EXTRACTED TEXT
Content starts

Following the above was given a description of the oval cavity, with its varied structures and their functions, as well as the pathological complications to which these were liable.

In speaking of knowledge essential to a scientific dentist, the importance of dental anatomy and dental histology were fully recognized. The average dentist of the past knew little or nothing of the presence of living matter in a tooth, nor of the recuperative power which it was capable of exerting. The profession at large remained for many years apparently in contented ignorance of the constitution and nature of the tissues upon which they daily worked, but this state of things is rapidly passing away. Science in dentistry is becoming a fact. It has reached in this country its greatest perfection in technical work, and we trust and hope that we also possess the will and the brains to raise the theoretical and scientific position of the profession to a like elevation. In order to do this, it is incumbent upon every student to qualify himself to do something towards this end; if you cannot yourself undertake original investigations, you can give encouragement to those who do by making the effort to inform yourselves so as to hold an intelligent view of the researches. of others. A definite outline of the course of study to be pursued in the coming winter session was given, followed by a tribute to the late Prof. T. L. Buckingham. If the inauguration of the term was a criterion, we bespeak for the school a successful winter's work.

Content ends

WORK TO COMPLETE
Please extract the part of the dental education passage from "Following the above" to "these were liable.", copying it word for word.

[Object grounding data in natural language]
Content starts

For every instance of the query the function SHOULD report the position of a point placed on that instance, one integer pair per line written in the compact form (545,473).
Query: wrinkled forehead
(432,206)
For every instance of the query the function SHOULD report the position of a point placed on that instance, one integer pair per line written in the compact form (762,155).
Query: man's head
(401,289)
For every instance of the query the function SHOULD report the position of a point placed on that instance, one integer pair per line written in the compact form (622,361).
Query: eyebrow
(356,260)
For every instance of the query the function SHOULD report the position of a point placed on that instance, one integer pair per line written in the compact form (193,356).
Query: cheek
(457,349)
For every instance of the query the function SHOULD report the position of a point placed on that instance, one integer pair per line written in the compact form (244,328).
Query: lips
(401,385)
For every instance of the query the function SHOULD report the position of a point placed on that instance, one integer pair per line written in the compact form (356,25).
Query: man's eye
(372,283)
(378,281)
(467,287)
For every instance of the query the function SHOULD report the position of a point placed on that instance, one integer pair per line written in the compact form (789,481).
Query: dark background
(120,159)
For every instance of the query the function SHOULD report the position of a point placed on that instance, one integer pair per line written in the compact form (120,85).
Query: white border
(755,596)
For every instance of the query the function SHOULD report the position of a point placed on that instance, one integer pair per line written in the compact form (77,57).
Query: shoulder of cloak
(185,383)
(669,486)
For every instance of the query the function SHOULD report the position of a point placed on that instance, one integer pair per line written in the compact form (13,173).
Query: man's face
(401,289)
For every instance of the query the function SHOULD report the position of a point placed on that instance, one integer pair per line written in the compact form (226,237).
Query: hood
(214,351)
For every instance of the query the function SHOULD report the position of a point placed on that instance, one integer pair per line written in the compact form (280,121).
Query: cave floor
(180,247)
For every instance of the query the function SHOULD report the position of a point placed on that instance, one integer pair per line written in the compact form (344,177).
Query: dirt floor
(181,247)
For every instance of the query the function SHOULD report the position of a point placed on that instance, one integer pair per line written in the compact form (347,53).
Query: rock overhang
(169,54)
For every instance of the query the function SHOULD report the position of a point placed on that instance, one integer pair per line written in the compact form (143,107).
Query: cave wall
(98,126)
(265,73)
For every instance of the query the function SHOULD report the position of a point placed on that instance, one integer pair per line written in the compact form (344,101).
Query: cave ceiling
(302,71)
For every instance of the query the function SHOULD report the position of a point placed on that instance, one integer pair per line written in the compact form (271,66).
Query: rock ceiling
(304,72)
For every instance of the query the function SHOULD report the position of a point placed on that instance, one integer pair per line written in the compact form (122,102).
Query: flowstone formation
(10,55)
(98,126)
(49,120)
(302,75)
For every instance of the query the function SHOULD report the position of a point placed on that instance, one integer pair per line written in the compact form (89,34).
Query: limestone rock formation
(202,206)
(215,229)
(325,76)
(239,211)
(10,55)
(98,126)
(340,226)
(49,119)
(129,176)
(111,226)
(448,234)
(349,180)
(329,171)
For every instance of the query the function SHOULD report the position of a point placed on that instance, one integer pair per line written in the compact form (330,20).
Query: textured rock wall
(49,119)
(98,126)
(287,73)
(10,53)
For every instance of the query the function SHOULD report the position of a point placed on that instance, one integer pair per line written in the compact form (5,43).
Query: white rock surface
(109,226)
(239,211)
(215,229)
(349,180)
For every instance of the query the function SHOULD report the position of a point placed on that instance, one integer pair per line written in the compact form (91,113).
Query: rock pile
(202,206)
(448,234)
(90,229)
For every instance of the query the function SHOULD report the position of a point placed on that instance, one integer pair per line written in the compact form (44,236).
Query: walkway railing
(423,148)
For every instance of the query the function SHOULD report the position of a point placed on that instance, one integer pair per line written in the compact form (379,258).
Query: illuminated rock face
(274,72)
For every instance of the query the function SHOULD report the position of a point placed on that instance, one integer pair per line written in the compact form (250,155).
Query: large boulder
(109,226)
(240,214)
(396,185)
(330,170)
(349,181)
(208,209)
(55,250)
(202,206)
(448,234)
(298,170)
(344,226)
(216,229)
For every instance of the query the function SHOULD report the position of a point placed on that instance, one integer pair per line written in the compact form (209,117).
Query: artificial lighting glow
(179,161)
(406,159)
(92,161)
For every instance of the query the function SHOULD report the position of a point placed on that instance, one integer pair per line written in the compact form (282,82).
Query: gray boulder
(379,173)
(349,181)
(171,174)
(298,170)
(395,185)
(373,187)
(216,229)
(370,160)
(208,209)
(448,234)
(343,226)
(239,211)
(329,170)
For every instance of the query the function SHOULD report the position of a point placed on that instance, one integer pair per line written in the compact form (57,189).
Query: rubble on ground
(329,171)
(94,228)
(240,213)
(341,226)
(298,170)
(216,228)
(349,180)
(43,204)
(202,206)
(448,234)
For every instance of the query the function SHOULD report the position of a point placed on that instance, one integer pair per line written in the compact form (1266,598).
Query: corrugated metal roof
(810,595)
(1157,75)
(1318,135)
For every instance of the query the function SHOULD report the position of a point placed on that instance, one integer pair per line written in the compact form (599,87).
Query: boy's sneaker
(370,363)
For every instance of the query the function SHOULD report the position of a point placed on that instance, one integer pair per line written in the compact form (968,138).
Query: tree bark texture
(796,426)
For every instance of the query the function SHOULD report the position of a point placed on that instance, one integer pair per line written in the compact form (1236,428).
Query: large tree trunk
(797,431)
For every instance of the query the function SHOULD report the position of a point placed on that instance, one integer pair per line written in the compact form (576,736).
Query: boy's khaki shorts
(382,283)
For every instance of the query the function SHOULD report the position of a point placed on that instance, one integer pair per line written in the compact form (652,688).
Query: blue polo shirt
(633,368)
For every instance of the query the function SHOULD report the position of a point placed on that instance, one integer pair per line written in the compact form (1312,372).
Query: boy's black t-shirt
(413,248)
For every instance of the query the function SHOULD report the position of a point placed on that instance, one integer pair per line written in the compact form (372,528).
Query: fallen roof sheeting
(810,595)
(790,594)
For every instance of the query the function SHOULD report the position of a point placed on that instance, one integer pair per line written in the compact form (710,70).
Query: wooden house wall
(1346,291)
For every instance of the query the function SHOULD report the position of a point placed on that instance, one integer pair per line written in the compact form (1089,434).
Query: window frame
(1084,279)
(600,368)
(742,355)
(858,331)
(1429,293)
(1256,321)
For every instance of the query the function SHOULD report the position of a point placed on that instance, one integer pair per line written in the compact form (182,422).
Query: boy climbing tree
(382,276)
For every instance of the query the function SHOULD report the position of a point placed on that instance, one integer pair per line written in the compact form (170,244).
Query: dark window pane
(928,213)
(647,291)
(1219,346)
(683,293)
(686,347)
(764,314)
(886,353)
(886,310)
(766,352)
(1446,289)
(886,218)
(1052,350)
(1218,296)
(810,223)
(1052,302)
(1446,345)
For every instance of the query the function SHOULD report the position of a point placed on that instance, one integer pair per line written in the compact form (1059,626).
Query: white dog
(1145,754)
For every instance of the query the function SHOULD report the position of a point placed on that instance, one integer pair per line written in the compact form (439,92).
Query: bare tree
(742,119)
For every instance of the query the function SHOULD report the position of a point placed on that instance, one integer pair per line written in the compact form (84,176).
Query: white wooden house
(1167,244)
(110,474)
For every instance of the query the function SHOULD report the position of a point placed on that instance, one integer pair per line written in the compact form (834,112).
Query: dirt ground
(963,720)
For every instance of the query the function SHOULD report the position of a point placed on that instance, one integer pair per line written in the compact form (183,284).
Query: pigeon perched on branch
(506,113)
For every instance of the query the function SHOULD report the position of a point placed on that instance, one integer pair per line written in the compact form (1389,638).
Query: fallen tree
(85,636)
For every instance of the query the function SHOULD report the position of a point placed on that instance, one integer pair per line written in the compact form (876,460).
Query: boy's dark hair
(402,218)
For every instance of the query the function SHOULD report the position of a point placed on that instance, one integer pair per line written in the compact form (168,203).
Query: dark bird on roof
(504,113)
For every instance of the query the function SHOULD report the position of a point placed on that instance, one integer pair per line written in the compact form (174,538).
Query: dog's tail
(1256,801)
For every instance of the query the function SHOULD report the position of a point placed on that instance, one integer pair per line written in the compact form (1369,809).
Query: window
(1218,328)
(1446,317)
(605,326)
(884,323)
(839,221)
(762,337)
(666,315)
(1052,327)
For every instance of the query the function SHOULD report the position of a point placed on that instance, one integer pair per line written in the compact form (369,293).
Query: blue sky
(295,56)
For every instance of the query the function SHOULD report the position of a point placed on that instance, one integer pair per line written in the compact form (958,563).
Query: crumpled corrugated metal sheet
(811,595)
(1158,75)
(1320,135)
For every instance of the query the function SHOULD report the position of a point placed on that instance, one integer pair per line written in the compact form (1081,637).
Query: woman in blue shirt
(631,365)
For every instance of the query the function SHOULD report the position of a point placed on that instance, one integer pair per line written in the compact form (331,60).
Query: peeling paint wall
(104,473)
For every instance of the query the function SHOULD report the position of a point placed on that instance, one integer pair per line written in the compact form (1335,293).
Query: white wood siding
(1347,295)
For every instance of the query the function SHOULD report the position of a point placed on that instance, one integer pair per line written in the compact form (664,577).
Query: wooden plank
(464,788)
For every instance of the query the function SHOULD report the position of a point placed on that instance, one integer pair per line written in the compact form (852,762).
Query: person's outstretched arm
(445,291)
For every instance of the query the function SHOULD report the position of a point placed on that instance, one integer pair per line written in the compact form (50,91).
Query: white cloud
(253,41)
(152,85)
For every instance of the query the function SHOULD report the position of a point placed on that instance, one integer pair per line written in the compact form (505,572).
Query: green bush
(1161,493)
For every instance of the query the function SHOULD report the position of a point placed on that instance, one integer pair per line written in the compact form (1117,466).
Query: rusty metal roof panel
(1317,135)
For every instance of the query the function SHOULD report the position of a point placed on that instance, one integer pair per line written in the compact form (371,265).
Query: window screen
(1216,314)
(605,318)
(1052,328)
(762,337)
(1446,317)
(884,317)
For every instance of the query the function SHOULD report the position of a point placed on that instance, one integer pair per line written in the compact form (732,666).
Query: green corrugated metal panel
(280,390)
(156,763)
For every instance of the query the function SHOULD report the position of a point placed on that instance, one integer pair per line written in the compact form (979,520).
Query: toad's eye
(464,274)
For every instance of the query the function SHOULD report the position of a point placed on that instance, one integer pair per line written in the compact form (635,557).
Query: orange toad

Content ends

SOLUTION TO THIS PROBLEM
Following the above was given a description of the oval cavity, with its varied structures and their functions, as well as the pathological complications to which these were liable.